**Task brief:** Write out the records word for word, with no pictures.

--- Begin Materials provided ---

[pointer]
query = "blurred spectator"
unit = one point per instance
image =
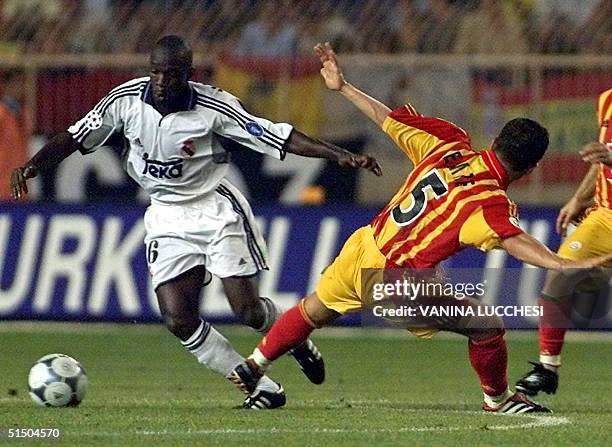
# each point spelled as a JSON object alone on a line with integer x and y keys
{"x": 439, "y": 28}
{"x": 596, "y": 36}
{"x": 406, "y": 24}
{"x": 15, "y": 128}
{"x": 272, "y": 33}
{"x": 490, "y": 29}
{"x": 556, "y": 34}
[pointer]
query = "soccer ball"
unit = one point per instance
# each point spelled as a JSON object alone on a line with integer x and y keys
{"x": 57, "y": 380}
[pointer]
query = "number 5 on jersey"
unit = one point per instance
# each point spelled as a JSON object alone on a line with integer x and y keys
{"x": 432, "y": 182}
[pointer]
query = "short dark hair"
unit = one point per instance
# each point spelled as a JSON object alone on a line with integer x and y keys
{"x": 176, "y": 46}
{"x": 521, "y": 144}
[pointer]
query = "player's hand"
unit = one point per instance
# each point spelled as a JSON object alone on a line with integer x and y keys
{"x": 571, "y": 212}
{"x": 331, "y": 71}
{"x": 19, "y": 179}
{"x": 348, "y": 160}
{"x": 597, "y": 153}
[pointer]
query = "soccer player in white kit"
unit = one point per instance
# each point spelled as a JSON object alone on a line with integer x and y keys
{"x": 197, "y": 221}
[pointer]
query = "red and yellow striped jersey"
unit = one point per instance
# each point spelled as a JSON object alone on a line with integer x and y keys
{"x": 603, "y": 190}
{"x": 454, "y": 196}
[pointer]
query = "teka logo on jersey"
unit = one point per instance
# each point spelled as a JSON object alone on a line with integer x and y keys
{"x": 162, "y": 169}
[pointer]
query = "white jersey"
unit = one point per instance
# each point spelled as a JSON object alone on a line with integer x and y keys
{"x": 177, "y": 158}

--- End Materials provided ---

**Answer to this problem:**
[pointer]
query = "blurred spectator"
unit = one point per instance
image =
# each point spelled as a JSON object alone on a line with integer x and y keys
{"x": 439, "y": 28}
{"x": 596, "y": 36}
{"x": 406, "y": 24}
{"x": 15, "y": 128}
{"x": 272, "y": 33}
{"x": 490, "y": 29}
{"x": 556, "y": 34}
[pointer]
query = "soccer ball"
unit = one point per instance
# each point spelled as a JSON object alone on a line with integer x and y keys
{"x": 57, "y": 380}
[pointer]
query = "number 5 on jersey"
unit = one point per instance
# each point spelled as a JSON object alone on a line with integer x and y keys
{"x": 432, "y": 182}
[pointer]
query = "short dark hair"
unit = one point per instance
# each point spelled as a JSON object alone on a line with integer x and y keys
{"x": 176, "y": 46}
{"x": 521, "y": 144}
[pointer]
query = "player's hand"
unit = one point per instance
# each point spelled as a JSON object alone on a line with integer x and y keys
{"x": 571, "y": 212}
{"x": 331, "y": 71}
{"x": 19, "y": 179}
{"x": 348, "y": 160}
{"x": 597, "y": 153}
[pointer]
query = "soccer player in white kit"
unit = one point per instance
# each point spelled as a JSON object alone on a line with integer x and y keys
{"x": 197, "y": 221}
[pointer]
query = "red and yellow striped jersey"
unit = one point per instance
# each point spelled as a JSON object alone on a line with integer x and y keys
{"x": 603, "y": 190}
{"x": 454, "y": 196}
[pointer]
query = "teka logo on jersey"
unit = one point per instance
# each point spelled as a JSON object alone on a line with integer x and y keys
{"x": 162, "y": 169}
[pointer]
query = "white jersey"
unit = one point per instance
# each point spelled as a JSON object alone on a line with integer x and y keys
{"x": 177, "y": 158}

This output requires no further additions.